▶ [WORK ORDER] Each record should be reproduced exactly.

▶ [INFORMATION SUPPLIED]

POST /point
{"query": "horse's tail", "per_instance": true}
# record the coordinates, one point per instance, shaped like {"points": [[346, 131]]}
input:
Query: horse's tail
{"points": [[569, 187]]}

▶ [RESPONSE AREA]
POST /point
{"query": "horse's tail", "per_instance": true}
# record the coordinates, one point per instance, shaped like {"points": [[346, 131]]}
input:
Query: horse's tail
{"points": [[569, 187]]}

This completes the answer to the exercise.